INPUT ROWS ::
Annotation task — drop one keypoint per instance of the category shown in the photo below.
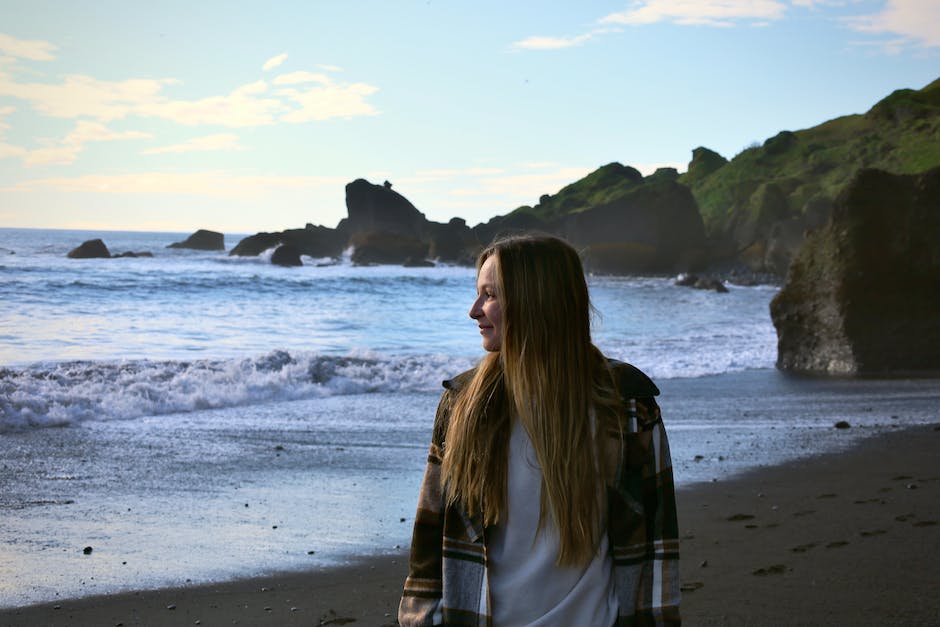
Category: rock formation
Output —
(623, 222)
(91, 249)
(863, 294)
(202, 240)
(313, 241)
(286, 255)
* * *
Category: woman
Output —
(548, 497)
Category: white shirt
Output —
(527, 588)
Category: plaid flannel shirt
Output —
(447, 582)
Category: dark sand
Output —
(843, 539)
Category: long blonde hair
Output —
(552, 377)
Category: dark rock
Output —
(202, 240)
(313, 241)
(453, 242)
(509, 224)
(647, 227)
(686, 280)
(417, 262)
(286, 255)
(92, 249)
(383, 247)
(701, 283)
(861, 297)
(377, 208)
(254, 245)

EXERCISE OBJECTIVE ::
Copy every line in the data above that contains the word "rock", matching case exactly.

RESULT FOR THIS TASK ::
Category: rock formation
Category: dark rock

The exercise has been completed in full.